TRECHO DO TEXTO
Ação afirmativa

Artigo: Racismo estrutural no Brasil

Relatório elaborado pelo Grupo de Trabalho das Nações Unidas sobre Afrodescendentes e o racismo no Brasil demonstrou preocupação com o racismo "estrutural e institucional" existente no país

ROBERTO RODRIGUES
Jornalista e psicanalista

O racismo causa dor psíquica, portanto, quando o negro vai ao consultório de um psicanalista negro, sente-se reconhecido, tratado como igual. O que a psicanálise faz, e pode fazer quanto a esse problema? Se o racismo é uma questão social, como a gente faz quando ele manifesta-se nos consultórios, por intermédio dos discursos dos analisados? É preciso ouvir o que está além dos ruídos sociais.

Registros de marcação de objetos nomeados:
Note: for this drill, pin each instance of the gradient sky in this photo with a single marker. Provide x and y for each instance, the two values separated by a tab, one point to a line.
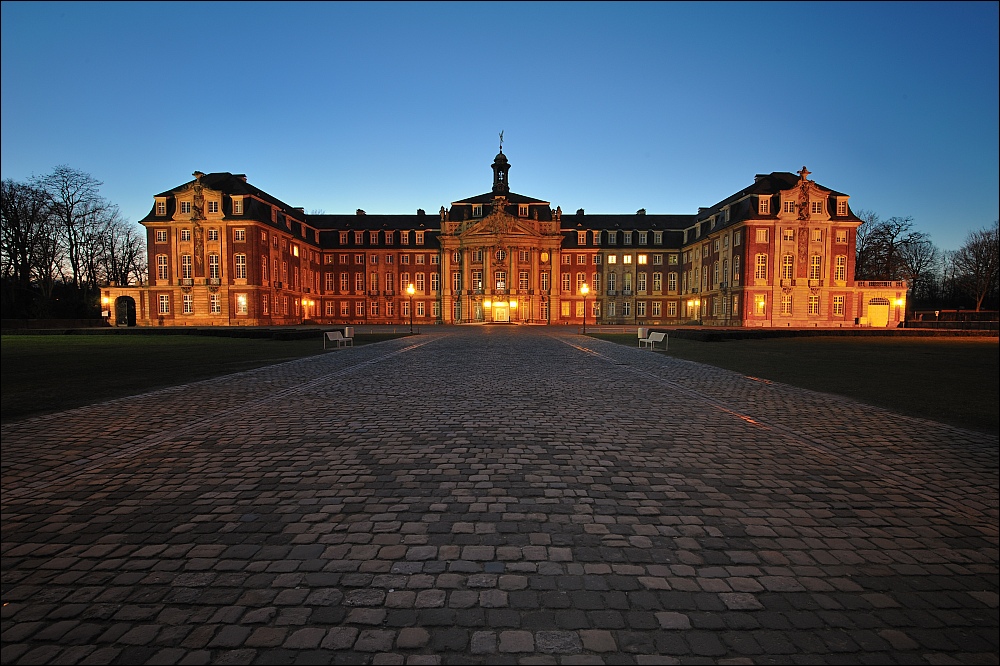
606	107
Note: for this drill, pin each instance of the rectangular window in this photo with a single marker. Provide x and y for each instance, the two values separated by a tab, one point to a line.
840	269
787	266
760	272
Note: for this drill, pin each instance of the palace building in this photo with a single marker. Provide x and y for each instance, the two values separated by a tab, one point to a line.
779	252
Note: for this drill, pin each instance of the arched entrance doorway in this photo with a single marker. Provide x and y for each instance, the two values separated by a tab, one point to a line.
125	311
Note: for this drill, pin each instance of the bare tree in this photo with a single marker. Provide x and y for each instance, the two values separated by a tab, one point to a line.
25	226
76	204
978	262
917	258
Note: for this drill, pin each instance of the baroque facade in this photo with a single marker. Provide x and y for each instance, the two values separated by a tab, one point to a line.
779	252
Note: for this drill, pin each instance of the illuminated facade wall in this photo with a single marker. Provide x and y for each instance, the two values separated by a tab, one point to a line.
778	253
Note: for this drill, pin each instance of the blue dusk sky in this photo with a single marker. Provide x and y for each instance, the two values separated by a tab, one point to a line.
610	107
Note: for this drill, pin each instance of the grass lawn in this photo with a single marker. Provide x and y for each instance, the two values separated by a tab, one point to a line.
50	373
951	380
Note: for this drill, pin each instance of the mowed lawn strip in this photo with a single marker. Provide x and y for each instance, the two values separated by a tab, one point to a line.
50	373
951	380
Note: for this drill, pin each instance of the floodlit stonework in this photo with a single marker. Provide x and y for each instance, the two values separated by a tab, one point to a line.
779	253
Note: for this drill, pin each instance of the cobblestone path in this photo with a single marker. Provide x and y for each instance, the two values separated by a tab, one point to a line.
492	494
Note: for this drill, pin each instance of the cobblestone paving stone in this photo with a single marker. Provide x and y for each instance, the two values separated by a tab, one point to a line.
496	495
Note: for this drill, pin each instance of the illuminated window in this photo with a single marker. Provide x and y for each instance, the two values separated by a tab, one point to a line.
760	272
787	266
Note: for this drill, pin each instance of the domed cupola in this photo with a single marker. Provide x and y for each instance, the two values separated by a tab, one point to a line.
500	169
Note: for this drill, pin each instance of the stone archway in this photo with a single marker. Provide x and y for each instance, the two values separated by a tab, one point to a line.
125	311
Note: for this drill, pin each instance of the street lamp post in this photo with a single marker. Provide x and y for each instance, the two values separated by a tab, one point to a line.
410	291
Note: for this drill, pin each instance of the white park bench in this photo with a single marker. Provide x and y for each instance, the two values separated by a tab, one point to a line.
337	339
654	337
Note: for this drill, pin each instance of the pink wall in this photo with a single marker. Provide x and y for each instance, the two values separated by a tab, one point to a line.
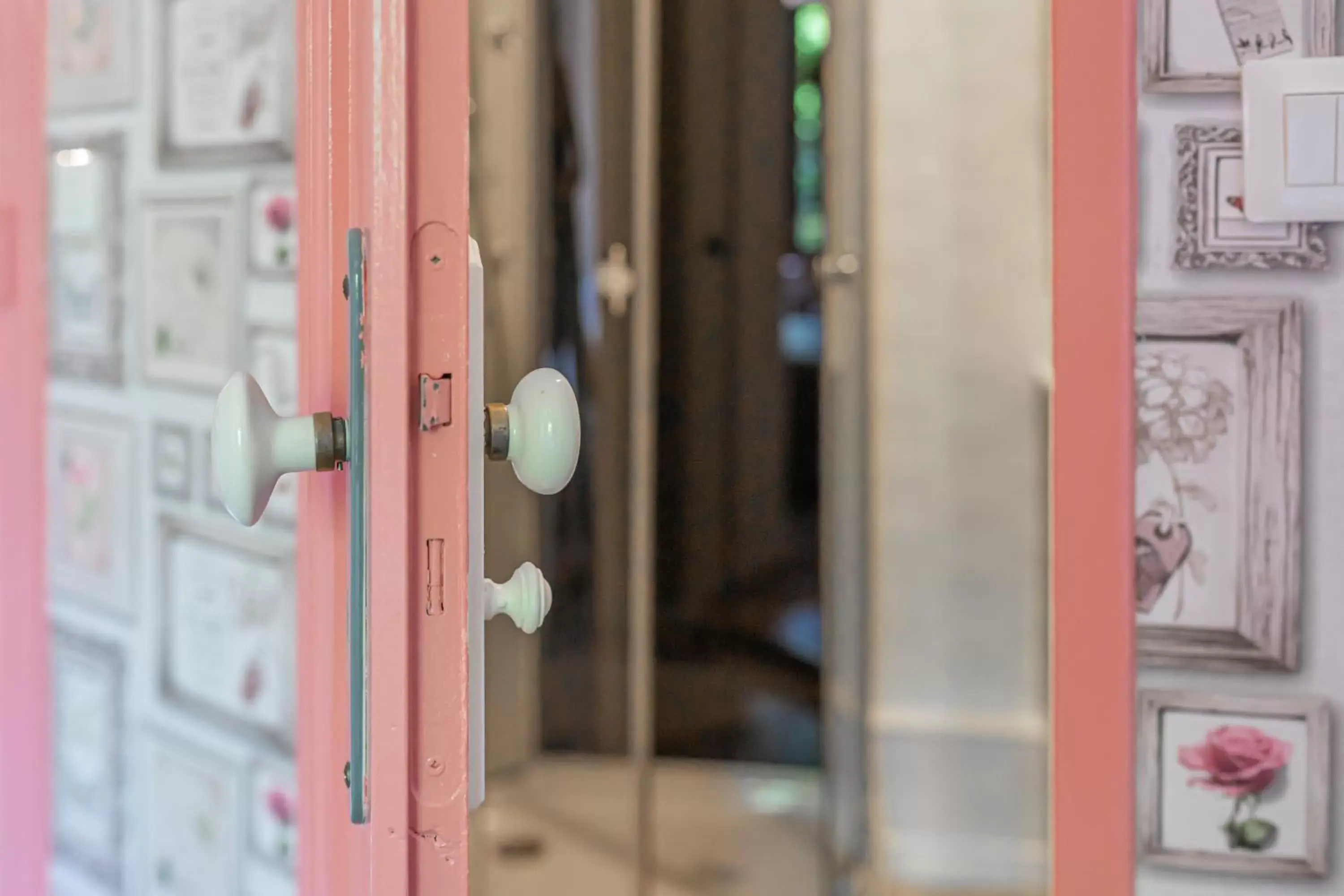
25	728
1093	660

LISTA DE TAREFAS
a: Imprima, sem mudar nada, a parte do artigo sobre racismo estrutural que começa nas palavras "Ação afirmativa" e termina depois de "dos ruídos sociais.".
b: Redimensione as coordenadas dos registros, multiplicando por 0,3 e arredondando para inteiro (meio para cima), e escreva de novo, com os pedidos, só as linhas que começam na que tem "the cobblestone paving" e vão até o fim dos registros. Não ponha as imagens na resposta.

RESPOSTAS POR TAREFA
a:
Ação afirmativa

Artigo: Racismo estrutural no Brasil

Relatório elaborado pelo Grupo de Trabalho das Nações Unidas sobre Afrodescendentes e o racismo no Brasil demonstrou preocupação com o racismo "estrutural e institucional" existente no país

ROBERTO RODRIGUES
Jornalista e psicanalista

O racismo causa dor psíquica, portanto, quando o negro vai ao consultório de um psicanalista negro, sente-se reconhecido, tratado como igual. O que a psicanálise faz, e pode fazer quanto a esse problema? Se o racismo é uma questão social, como a gente faz quando ele manifesta-se nos consultórios, por intermédio dos discursos dos analisados? É preciso ouvir o que está além dos ruídos sociais.

b:
Note: for this drill, pin each instance of the cobblestone paving stone in this photo with a single marker. Provide x and y for each instance, the two values separated by a tab, one point to a line.
149	149
Note: for this drill, pin each instance of the illuminated window in this photo with a single marker. Provide x and y for each instance, the two values separated by a tab, one point to a line.
228	82
236	80
Note: for this drill, pin each instance of the domed cupola in this photo with a single marker. Provide x and y for each instance, the two values separated by a tab, one point to a line.
150	51
Note: for this drill, pin each instance of the stone archway in this photo with a single marker. Provide x and y for each instance, the two values separated by a tab, one point to a line.
38	93
Note: for this drill, pin each instance of the street lamp post in this photo with a single marker. Provide x and y for each instance, the two values separated by a tab, one point to a line.
123	87
Note: for this drill, pin each instance of the white park bench in this photo with a single marker. Provide x and y for each instance, the two values separated by a tab, one point to a line.
101	102
196	101
Note: for this drill, pin each instance of the pink wall in this photo with a single marker. Provide x and y for each instance, the two values separated by a tab, one point to a line.
8	218
328	198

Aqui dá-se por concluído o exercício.